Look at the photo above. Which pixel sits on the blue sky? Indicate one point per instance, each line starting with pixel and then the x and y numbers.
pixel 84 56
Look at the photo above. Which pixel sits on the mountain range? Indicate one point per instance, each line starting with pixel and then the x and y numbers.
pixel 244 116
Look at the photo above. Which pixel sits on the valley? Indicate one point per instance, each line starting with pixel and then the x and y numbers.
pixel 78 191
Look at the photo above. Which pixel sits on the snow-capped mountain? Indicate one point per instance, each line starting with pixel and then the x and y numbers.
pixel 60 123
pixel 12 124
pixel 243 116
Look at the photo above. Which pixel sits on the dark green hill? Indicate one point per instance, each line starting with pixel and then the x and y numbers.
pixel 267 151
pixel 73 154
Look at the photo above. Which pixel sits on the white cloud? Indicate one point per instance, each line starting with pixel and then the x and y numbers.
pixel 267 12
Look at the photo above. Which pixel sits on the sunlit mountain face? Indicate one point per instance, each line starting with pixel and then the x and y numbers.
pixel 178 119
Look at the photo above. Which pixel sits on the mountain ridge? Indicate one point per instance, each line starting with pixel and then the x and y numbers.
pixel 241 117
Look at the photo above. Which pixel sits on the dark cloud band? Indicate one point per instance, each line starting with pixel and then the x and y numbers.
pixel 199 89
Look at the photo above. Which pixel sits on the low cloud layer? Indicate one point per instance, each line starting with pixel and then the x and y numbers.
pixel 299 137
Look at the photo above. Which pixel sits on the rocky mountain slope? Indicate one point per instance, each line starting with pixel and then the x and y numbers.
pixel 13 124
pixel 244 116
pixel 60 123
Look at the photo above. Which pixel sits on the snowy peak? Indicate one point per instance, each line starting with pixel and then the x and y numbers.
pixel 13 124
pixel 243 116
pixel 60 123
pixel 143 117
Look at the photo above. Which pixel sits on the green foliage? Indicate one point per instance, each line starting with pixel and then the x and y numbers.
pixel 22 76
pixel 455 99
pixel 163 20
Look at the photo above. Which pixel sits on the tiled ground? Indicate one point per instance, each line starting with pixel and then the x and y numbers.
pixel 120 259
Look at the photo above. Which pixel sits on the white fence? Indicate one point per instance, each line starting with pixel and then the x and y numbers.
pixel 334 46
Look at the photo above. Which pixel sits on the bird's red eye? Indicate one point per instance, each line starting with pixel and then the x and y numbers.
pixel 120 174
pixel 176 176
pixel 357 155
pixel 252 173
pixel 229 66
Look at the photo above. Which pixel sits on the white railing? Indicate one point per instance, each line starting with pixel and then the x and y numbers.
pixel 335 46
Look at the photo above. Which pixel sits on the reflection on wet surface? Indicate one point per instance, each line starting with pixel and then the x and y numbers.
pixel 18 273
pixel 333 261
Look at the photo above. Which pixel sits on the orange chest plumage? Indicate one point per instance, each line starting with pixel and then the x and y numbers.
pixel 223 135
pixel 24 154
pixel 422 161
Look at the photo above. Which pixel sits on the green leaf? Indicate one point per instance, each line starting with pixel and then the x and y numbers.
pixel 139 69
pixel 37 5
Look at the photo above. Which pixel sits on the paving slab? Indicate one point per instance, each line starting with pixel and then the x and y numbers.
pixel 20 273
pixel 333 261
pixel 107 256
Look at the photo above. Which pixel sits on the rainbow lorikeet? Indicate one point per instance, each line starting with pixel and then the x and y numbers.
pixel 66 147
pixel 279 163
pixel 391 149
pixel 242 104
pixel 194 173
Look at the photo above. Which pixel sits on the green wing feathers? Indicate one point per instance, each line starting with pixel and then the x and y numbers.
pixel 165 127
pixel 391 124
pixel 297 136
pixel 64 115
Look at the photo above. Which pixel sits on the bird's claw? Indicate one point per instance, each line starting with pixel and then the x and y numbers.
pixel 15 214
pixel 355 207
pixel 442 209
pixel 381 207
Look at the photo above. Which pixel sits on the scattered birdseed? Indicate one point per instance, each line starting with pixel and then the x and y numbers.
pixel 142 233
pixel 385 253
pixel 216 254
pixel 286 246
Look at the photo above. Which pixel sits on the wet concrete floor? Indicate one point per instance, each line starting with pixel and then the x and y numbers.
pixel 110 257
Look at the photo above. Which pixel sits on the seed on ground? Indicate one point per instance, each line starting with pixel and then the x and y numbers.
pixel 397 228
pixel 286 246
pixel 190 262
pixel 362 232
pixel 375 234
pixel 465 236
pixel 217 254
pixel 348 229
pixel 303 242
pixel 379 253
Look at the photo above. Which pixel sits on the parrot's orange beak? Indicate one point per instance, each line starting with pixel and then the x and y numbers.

————————

» WORK TASK: The response has to contain every record shown above, unaltered and complete.

» RESULT BELOW:
Look at the photo above. Which pixel sits on the blue sky? Indicate one point per instance, each line starting with pixel and then the x and y numbers.
pixel 84 56
Look at the photo above. Which pixel sits on the mountain range? Indicate one point per instance, each line starting with pixel and then the x and y numbers.
pixel 244 116
Look at the photo above. Which pixel sits on the valley? Indicate one point per instance, each line starting with pixel and then the x and y numbers.
pixel 78 191
Look at the photo above. Which pixel sits on the snow-capped mountain? Indicate one point per instance, each line starting with pixel and then the x and y numbers.
pixel 60 123
pixel 12 124
pixel 243 116
Look at the photo above. Which pixel sits on the dark green hill? Indicate one point per instance, each line starting with pixel and then the x and y numbers.
pixel 267 151
pixel 73 154
Look at the photo above. Which pixel sits on the white cloud? Indicate one point per instance, each line starting with pixel and then the x and y numbers.
pixel 267 12
Look at the photo above. Which pixel sits on the sunlit mountain face? Indicate one point per instance, each line starting with pixel and then the x and y numbers.
pixel 178 119
Look at the photo above. Which pixel sits on the mountain ridge? Indicate one point per instance, each line starting with pixel and then the x and y numbers.
pixel 241 117
Look at the photo above. Which pixel sits on the dark cloud band? Indicate one point per instance, each line starting with pixel and then the x and y numbers.
pixel 199 89
Look at the photo above. Which pixel sits on the low cloud layer? Indicate one point per instance, each line starting with pixel and then the x and y numbers.
pixel 299 137
Look at the photo above. Which pixel sits on the rocky mountain slope? Indicate one point per instance, each line starting with pixel and then the x and y numbers.
pixel 13 124
pixel 244 116
pixel 60 123
Look at the photo above. Which pixel sits on the snowy peak? Indicate one point per instance, each line starting with pixel and then the x and y numbers.
pixel 13 124
pixel 243 116
pixel 60 123
pixel 143 117
Look at the photo above. Which pixel sits on the green foliage? Indicate one point per instance, each line starting with pixel and then the x and y numbers.
pixel 22 76
pixel 455 99
pixel 163 20
Look at the photo above. Which pixel sits on the tiled ground? Indicate one point per instance, each line starting with pixel and then the x and y numbers.
pixel 120 259
Look at the photo above. Which pixel sits on the white fence? Indicate one point per instance, each line starting with pixel and then the x and y numbers.
pixel 334 46
Look at the photo above. Which pixel sits on the bird's red eye? Indicate one point per instance, each line starting with pixel and then the x and y numbers.
pixel 120 174
pixel 176 176
pixel 357 155
pixel 252 173
pixel 229 66
Look at the photo above. Which pixel sits on the white railing? Indicate one point per instance, each line starting with pixel and then the x and y numbers.
pixel 335 46
Look at the photo above. Which pixel sits on the reflection on wet surface? Indicate one point per instance, each line starting with pixel and then the x and y numbers.
pixel 18 273
pixel 333 261
Look at the photo above. Which pixel sits on the orange chest plumage? Indicate one point per instance, each line starting with pixel and then the x and y numbers.
pixel 223 135
pixel 24 154
pixel 422 161
Look at the photo above. Which pixel sits on the green leaf? Indicate one point per instance, each line starting with pixel and then the x and y numbers.
pixel 139 69
pixel 37 5
Look at the photo above. Which pixel sits on the paving slab? Indicate one point per instance, each line starting with pixel and then the x and y numbers.
pixel 20 273
pixel 333 261
pixel 107 256
Look at the photo above. Which pixel sits on the rainbow lorikeet? Indicate one point per instance, each line starting with pixel and then the x and y numbers.
pixel 66 147
pixel 279 163
pixel 391 149
pixel 242 104
pixel 194 173
Look at the photo above. Which pixel sits on the green wing feathers? Indicate one point per instance, each line starting with pixel and then the x and y numbers.
pixel 165 127
pixel 391 124
pixel 297 136
pixel 64 115
Look at the photo above. Which pixel sits on the bird's claw? Indicate one point per instance, each line starting with pixel and then the x and y numbers.
pixel 15 214
pixel 355 207
pixel 442 209
pixel 381 207
Look at the photo above. Which pixel sits on the scattered birdseed? Indicate one point per instance, each line starting with pixel and then the x and y numbers.
pixel 142 233
pixel 385 253
pixel 216 254
pixel 286 246
Look at the photo above. Which pixel sits on the wet concrete floor? Indicate one point per instance, each line starting with pixel and then the x and y numbers.
pixel 110 257
Look at the photo above. Which pixel sits on the seed on ground? Indicate one point per instance, each line starting with pixel and then the x and y numbers.
pixel 397 228
pixel 286 246
pixel 190 262
pixel 362 232
pixel 375 234
pixel 465 236
pixel 217 254
pixel 348 229
pixel 303 242
pixel 379 253
Look at the photo above. Which pixel sits on the parrot's orange beak? Indicate one point per instance, each line starting with pixel and then the x and y numbers.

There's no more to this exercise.